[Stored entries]
= Beginning of Section =

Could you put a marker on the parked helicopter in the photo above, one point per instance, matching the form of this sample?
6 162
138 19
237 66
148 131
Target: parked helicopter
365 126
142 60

= End of Section =

## ASSIGNED TASK
A verbatim output of all the data above is needed.

## ANSWER TO THIS EXERCISE
Could you put a marker on the parked helicopter in the photo above, one point per instance, matching the form of this sample?
6 162
138 19
237 66
148 131
Target: parked helicopter
365 126
142 60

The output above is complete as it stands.